→ **Instructions to follow**:
Please copy every record below exactly, but leave the pictures out.
== Dataset excerpts ==
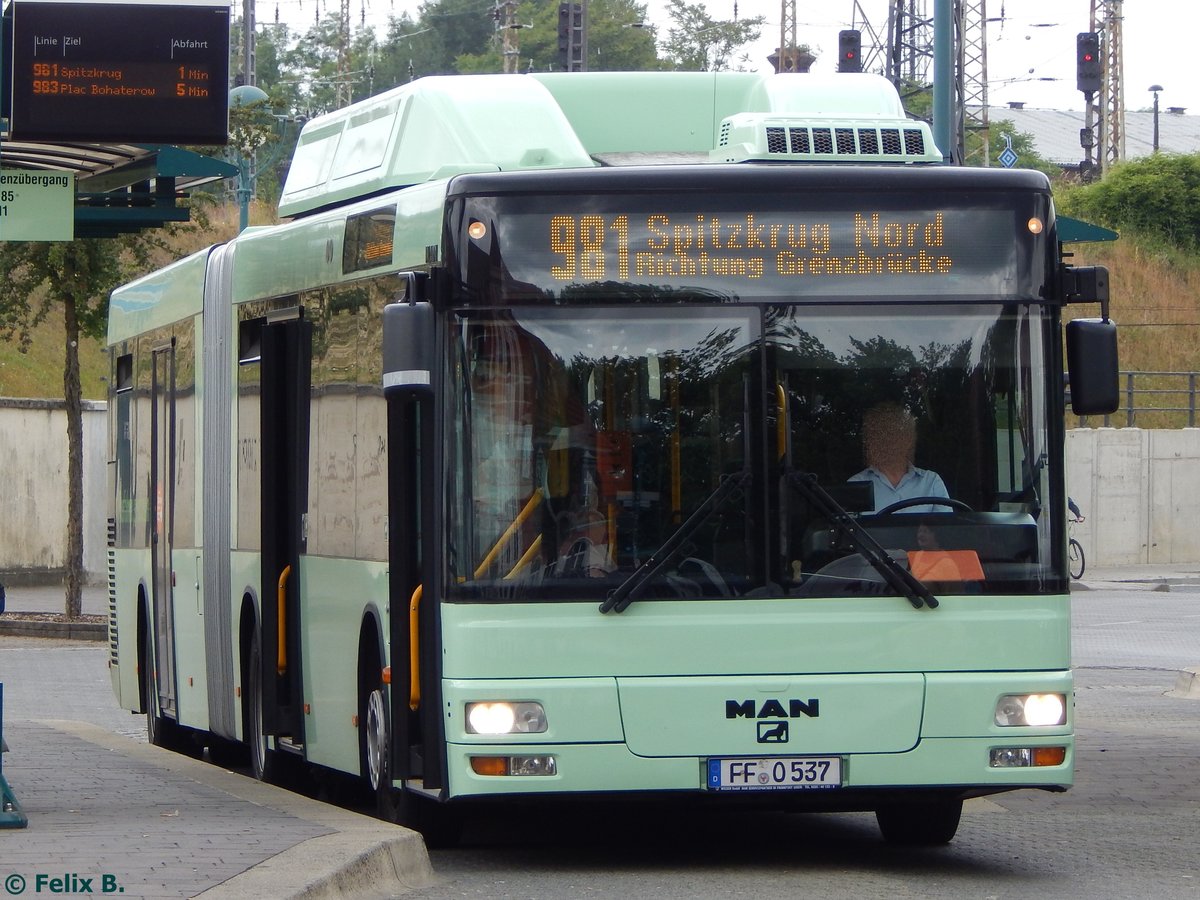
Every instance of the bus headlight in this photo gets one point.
(504, 718)
(1031, 709)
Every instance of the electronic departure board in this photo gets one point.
(123, 72)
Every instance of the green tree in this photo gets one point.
(75, 277)
(1157, 196)
(696, 42)
(616, 42)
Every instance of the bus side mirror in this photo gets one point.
(408, 345)
(1092, 366)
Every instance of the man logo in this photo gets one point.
(772, 732)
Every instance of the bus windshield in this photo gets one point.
(587, 444)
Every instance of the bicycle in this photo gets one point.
(1075, 561)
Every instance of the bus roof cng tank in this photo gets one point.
(445, 125)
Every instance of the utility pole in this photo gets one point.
(972, 79)
(573, 36)
(507, 19)
(249, 59)
(342, 96)
(1114, 82)
(910, 45)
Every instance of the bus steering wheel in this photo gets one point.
(924, 502)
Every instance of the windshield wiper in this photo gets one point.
(621, 597)
(895, 575)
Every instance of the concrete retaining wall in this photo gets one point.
(1139, 490)
(34, 486)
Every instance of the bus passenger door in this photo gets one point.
(162, 492)
(286, 373)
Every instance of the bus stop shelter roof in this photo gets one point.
(120, 187)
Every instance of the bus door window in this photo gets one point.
(616, 429)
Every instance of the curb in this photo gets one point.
(16, 627)
(361, 857)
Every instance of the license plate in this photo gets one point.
(786, 773)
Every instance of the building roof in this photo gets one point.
(1055, 132)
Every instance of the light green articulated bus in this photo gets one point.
(606, 435)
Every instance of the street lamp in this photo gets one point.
(246, 95)
(1156, 89)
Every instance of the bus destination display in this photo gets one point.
(120, 72)
(929, 251)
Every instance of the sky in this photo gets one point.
(1031, 43)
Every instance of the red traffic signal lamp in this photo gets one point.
(850, 51)
(1089, 69)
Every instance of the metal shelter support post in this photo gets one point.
(11, 815)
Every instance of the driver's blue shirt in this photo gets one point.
(916, 483)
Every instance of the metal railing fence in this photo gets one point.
(1152, 400)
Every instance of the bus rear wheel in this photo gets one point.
(919, 823)
(264, 762)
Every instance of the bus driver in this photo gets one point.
(889, 443)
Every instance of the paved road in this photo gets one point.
(1128, 829)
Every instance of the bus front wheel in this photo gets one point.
(439, 826)
(919, 823)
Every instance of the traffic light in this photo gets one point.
(850, 51)
(570, 36)
(1087, 61)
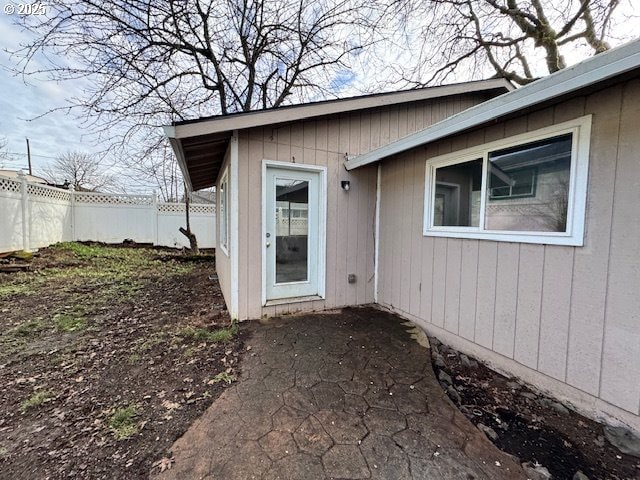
===
→ **Exercise answer**:
Every instance of the bus headlight in this photo gets one point.
(504, 718)
(1031, 709)
Every instance of the electronic departure board in this photo gets one point.
(123, 72)
Every instance of the green tree in this photo gets one point.
(75, 277)
(1157, 196)
(696, 42)
(616, 42)
Every instance of the bus side mirror in this photo gets one point.
(408, 345)
(1092, 366)
Every instance of the man logo in this photo gets one point.
(772, 732)
Every instance of the bus windshield in this photo gets one point.
(587, 444)
Every instance of the bicycle in this photo gets one point.
(1075, 561)
Every instance of the bus roof cng tank in this photo gets one point.
(445, 125)
Every instance of the utility pole in this photo gets one point.
(972, 79)
(573, 36)
(507, 19)
(249, 59)
(342, 96)
(1114, 82)
(910, 45)
Every instance of the bus steering wheel in this photo gets one point.
(924, 502)
Every instance of the windshield wiper in this photo gets one point.
(621, 597)
(895, 575)
Every instance of the concrete retaining wall in this photo gets one point.
(1139, 490)
(34, 486)
Every instance of the bus passenger door in this photo gets one point.
(162, 492)
(286, 373)
Every instance of the bus stop shelter roof in this photo gets one point.
(120, 187)
Every instance of the bus door window in this photo gets one point.
(616, 429)
Every instance of the curb in this photo gets one point.
(16, 627)
(361, 857)
Every instance of the license plate in this photo gets one point.
(786, 773)
Every instance of the building roof in this photo gets one point.
(1055, 132)
Every instance of the light green articulated bus in this photo gets one point.
(606, 435)
Every instance of the street lamp in this photo gets one point.
(246, 95)
(1156, 89)
Every instance of the bus destination display in this photo gets one point.
(120, 72)
(929, 251)
Every instance of the sky in this photo gets one point.
(1031, 43)
Every instance of the red traffic signal lamp in this photo gets one point.
(850, 51)
(1089, 69)
Every instance of the metal shelter support post in this photo gets one point.
(11, 815)
Every instance of the driver's blue shirt in this photo gets one point.
(916, 483)
Every instance of the metal railing fence in this photo gets one point.
(1152, 400)
Every instance of the bus rear wheel in this photo gets one point.
(919, 823)
(264, 762)
Every instance of the bus driver in this photo gets one point.
(889, 443)
Every instance of the paved road in this photo gets one point.
(1128, 829)
Every instance of the bus front wheel in this photo gets one point.
(439, 826)
(919, 823)
Every instance of the traffic light in this photo gets one point.
(850, 51)
(570, 36)
(1087, 61)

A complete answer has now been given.